(begin)

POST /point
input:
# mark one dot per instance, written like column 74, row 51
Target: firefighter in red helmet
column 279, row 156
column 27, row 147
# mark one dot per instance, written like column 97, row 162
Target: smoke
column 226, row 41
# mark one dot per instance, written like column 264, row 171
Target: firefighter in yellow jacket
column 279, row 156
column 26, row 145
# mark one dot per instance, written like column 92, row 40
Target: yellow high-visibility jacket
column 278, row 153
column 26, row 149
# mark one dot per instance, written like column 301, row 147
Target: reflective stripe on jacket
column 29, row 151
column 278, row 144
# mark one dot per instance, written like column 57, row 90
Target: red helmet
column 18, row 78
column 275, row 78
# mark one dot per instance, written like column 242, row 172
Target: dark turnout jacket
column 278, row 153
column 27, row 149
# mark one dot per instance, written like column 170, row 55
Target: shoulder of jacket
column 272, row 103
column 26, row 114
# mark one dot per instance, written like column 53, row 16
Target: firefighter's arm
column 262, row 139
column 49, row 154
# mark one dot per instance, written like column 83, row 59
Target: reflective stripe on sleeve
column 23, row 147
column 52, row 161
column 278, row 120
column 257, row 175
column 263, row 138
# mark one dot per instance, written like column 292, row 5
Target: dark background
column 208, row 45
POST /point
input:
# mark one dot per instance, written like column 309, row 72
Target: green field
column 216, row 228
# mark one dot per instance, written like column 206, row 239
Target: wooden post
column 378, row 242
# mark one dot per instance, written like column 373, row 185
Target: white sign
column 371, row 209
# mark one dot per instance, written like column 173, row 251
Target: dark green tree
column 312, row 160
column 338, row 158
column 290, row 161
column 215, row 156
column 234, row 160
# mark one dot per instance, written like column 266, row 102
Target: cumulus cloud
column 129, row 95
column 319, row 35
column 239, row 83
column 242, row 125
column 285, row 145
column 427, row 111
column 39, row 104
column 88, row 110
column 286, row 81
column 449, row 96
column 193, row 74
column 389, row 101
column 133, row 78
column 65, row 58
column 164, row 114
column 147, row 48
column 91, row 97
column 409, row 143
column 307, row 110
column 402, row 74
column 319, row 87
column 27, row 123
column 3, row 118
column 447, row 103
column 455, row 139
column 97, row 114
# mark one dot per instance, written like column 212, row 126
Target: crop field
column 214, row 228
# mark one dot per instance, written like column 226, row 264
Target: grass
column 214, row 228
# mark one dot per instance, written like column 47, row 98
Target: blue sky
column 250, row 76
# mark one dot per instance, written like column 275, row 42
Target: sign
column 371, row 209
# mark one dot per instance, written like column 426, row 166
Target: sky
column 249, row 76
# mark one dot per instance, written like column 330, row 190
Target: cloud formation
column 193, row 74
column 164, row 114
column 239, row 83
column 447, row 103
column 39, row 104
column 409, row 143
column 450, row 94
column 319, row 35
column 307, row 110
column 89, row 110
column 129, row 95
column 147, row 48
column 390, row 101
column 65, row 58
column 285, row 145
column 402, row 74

(end)
(begin)

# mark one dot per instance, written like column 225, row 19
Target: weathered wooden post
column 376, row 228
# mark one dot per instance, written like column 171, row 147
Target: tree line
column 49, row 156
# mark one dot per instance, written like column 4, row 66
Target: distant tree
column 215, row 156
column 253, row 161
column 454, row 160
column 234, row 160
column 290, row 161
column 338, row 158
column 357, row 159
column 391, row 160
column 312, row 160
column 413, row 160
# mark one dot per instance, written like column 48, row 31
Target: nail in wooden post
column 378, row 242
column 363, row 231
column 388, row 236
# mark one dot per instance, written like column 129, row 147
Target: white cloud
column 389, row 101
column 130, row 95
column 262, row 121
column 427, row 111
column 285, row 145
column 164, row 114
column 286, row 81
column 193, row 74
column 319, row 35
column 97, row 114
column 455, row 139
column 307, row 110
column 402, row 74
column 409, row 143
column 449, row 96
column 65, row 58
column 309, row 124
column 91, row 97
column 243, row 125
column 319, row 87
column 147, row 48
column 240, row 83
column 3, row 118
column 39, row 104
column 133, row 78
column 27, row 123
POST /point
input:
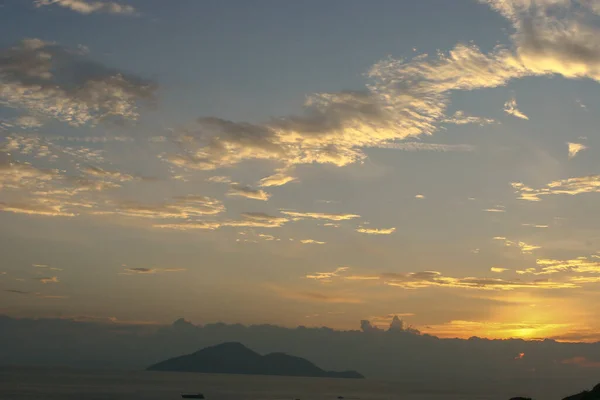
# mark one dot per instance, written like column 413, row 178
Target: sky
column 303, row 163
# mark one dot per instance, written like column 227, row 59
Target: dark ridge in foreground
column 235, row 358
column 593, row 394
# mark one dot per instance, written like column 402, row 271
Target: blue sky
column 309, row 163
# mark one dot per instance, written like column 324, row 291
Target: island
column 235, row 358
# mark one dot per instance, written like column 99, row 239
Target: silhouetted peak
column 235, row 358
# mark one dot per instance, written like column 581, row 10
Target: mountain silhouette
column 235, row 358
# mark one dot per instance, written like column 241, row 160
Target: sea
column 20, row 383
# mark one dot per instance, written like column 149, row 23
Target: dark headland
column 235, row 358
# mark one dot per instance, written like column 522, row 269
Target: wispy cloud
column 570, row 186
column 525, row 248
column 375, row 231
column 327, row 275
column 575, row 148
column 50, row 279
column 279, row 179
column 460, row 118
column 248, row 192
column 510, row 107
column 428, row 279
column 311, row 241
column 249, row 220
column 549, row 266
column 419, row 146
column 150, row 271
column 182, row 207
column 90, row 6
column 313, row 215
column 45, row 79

(end)

- _INSTRUCTIONS TO FOLLOW_
Lay out the lines above as a JSON list of strings, one string per line and blank lines omitted, from the line with "# mark one dot per instance, written like column 149, row" up to and including the line with "column 45, row 79".

- _COMPLETE RESPONSE_
[
  "# mark one dot per instance, written like column 149, row 23",
  "Target: dark headland",
  "column 235, row 358",
  "# mark one dot per instance, written like column 522, row 269",
  "Target: wispy cloud",
  "column 570, row 186",
  "column 525, row 248",
  "column 375, row 231",
  "column 327, row 275",
  "column 575, row 148",
  "column 50, row 279",
  "column 279, row 179",
  "column 460, row 118",
  "column 248, row 192",
  "column 510, row 107",
  "column 428, row 279",
  "column 311, row 241",
  "column 249, row 220",
  "column 549, row 266",
  "column 419, row 146",
  "column 150, row 271",
  "column 182, row 207",
  "column 90, row 6",
  "column 313, row 215",
  "column 45, row 79"
]